### To-do list
**1)** Answer these questions about the thread on particle motion in a magnetic field, marking each answer (a), (b) or (c) to match:
(a) In the opening post, what direction does the initial velocity v0 have relative to B?
(b) According to A.T., what two conditions on the acceleration give uniform circular motion?
(c) According to vanhees71, what does the cross product with constant B describe?
**2)** Reproduce the stretch of the thread on particle motion in a magnetic field from "The correct equation" through "on a circle.", word for word.
**3)** Give the username of every participant who posts in the thread on particle motion in a magnetic field.

### Extract to read
......
Non-circular motion of a particle in a perpendicular constant magnetic field

[feynman1]

There's a constant magnetic field B. If a particle is acted on by a force qv*B (* cross) only, and the initial velocity v0 is normal to B, is the motion certainly a circular one (for any m, q, v0)?
mv''=qv*B
If one solves this equation (vector), it doesn't seem obvious.

 

[A.T.]

There's a constant magnetic field B. If a particle is acted on by a force qv*B (* cross) only, and the initial velocity v0 is normal to B, is the motion certainly a circular one (for any m, q, v0)?
mv''=qv*B
If one solves this equation (vector), it doesn't seem obvious.

If acceleration has a constant magnitude and is always perpendicular to velocity you get uniform circular motion.

 

[vanhees71]

The correct equation (in non-relativistic approximation) is
$$m \dot{\vec{v}}=-\frac{q}{c} \vec{B} \times \vec{v}.$$
Since the cross product with constant $\vec{B}$ describes an infinitesimal rotation, it's immediately clear that the particle moves on a circle.
......
### Available data
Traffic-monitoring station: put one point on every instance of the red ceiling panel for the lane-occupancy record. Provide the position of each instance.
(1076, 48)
......
### Answers to each task
**1)**
(a) The initial velocity v0 is normal to B.
(b) The acceleration must have a constant magnitude and must always be perpendicular to the velocity.
(c) It describes an infinitesimal rotation.

**2)**
The correct equation (in non-relativistic approximation) is
$$m \dot{\vec{v}}=-\frac{q}{c} \vec{B} \times \vec{v}.$$
Since the cross product with constant $\vec{B}$ describes an infinitesimal rotation, it's immediately clear that the particle moves on a circle.

**3)** feynman1, A.T., vanhees71